Document text START

Those of us who believe in pluralism, diversity and variety in K-12 education have been thrilled since word leaked that Arizona choice opponents failed in their effort to kill the state’s Empowerment Scholarship Account Program expansion.

It’s now official: We have a choice program available to all school age children. This is a great achievement. We should celebrate and face future challenges with growing strength and enthusiasm.

Arizona’s program, and others like it perhaps to soon follow, are the next rather than the final milestone. The new frontier of the choice movement dawns on the horizon and will require still more sacrifice and toil to achieve.

That proposition: voluntary association and exchange should become a core principle of public education by putting all K-12 funding into parent directed accounts.

Much remains to debate and decide about such a system. How much extra funding should be given to different sorts of students? We’ve been using state K-12 funding formula weights as a default, but they aren’t stone tablets brought down from Mount Sinai.

What sort of supportive infrastructure in terms of information about service providers and navigation for parents should exist? What sort of technologies and practices are necessary to operate at truly universal scale?

I have opinions on these questions, but I don’t have answers. We are in the early stages of learning by doing in account-based education, which has been going on for barely over a decade at a small but growing scale. It will take toil, sweat, tears, and time to learn what we need to know.

Nevertheless, attendance boundaries and school assignment by default deserve a place in the dustbin of history right alongside other terrible practices of the past such as segregating schools by race and denying children with disabilities access to public schools.

Document text END
Dataset content START

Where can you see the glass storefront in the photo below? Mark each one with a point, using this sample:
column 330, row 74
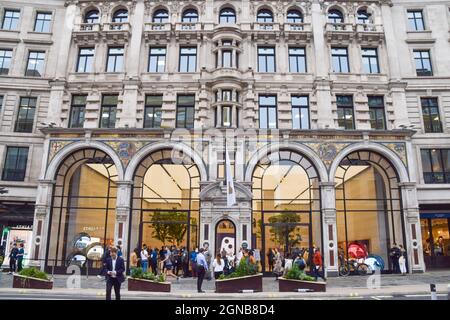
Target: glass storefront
column 83, row 210
column 165, row 202
column 286, row 207
column 368, row 209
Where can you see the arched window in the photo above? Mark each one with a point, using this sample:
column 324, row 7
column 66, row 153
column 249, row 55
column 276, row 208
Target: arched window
column 120, row 15
column 161, row 16
column 294, row 16
column 227, row 15
column 363, row 16
column 92, row 16
column 264, row 15
column 335, row 16
column 190, row 15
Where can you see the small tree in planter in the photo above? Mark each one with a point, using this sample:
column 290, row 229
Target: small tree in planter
column 245, row 277
column 296, row 279
column 32, row 278
column 147, row 281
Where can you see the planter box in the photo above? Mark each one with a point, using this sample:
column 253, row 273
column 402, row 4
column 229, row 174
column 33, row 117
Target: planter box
column 147, row 285
column 236, row 285
column 31, row 283
column 291, row 285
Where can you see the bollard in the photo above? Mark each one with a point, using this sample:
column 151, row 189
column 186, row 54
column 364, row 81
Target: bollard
column 433, row 291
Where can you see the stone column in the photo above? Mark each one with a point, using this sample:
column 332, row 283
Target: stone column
column 330, row 252
column 42, row 215
column 124, row 189
column 412, row 230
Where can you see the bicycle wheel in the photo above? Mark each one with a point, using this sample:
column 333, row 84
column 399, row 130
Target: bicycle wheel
column 363, row 269
column 344, row 270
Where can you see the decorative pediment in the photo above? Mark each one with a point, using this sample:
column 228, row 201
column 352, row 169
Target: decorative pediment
column 216, row 192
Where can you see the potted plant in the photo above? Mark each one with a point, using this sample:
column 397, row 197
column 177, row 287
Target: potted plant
column 32, row 278
column 295, row 279
column 245, row 277
column 147, row 281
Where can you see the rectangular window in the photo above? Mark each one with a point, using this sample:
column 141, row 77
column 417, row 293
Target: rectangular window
column 185, row 111
column 157, row 60
column 297, row 60
column 108, row 112
column 345, row 112
column 431, row 117
column 15, row 164
column 423, row 62
column 370, row 60
column 10, row 19
column 267, row 112
column 188, row 60
column 85, row 60
column 300, row 112
column 377, row 115
column 415, row 20
column 77, row 111
column 340, row 60
column 115, row 59
column 153, row 106
column 25, row 116
column 226, row 58
column 43, row 22
column 436, row 165
column 35, row 65
column 5, row 60
column 266, row 59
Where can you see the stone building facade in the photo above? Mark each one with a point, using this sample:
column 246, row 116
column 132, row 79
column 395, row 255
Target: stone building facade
column 321, row 86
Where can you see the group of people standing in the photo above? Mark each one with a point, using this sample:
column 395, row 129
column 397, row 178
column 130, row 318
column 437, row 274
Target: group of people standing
column 16, row 256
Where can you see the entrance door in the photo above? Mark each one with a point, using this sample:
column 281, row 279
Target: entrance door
column 289, row 239
column 226, row 237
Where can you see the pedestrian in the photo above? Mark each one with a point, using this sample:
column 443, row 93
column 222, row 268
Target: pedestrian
column 154, row 260
column 13, row 258
column 115, row 267
column 134, row 259
column 317, row 265
column 168, row 264
column 144, row 258
column 395, row 256
column 202, row 268
column 402, row 260
column 271, row 259
column 218, row 266
column 193, row 258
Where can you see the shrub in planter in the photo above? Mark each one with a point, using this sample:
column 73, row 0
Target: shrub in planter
column 245, row 277
column 296, row 279
column 147, row 281
column 32, row 278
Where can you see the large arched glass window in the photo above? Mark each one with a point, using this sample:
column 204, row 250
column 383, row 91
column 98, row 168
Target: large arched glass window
column 190, row 15
column 165, row 201
column 83, row 209
column 294, row 16
column 227, row 15
column 92, row 16
column 264, row 15
column 368, row 209
column 120, row 15
column 161, row 16
column 363, row 16
column 335, row 16
column 286, row 206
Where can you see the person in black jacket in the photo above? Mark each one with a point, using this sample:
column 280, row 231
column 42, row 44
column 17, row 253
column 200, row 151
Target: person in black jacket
column 115, row 268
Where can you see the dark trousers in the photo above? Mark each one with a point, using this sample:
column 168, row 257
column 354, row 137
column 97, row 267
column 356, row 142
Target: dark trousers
column 110, row 283
column 12, row 265
column 200, row 276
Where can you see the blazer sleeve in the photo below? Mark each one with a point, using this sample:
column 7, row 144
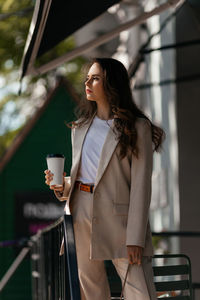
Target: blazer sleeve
column 140, row 190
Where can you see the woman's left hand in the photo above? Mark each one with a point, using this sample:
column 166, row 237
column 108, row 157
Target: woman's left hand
column 135, row 254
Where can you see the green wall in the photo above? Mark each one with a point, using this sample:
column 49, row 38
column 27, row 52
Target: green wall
column 25, row 172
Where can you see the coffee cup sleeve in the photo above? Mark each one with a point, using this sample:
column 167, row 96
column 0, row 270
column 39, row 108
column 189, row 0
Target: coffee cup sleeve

Dataset content END

## Complete the following
(a) In the text on Arizona's school choice program, how long has account-based education been going on?
(b) Retype the part of the Arizona school choice text between "That proposition: voluntary" and "parent directed accounts.", inclusive.

## Outputs in order
(a) Barely over a decade.

(b)
That proposition: voluntary association and exchange should become a core principle of public education by putting all K-12 funding into parent directed accounts.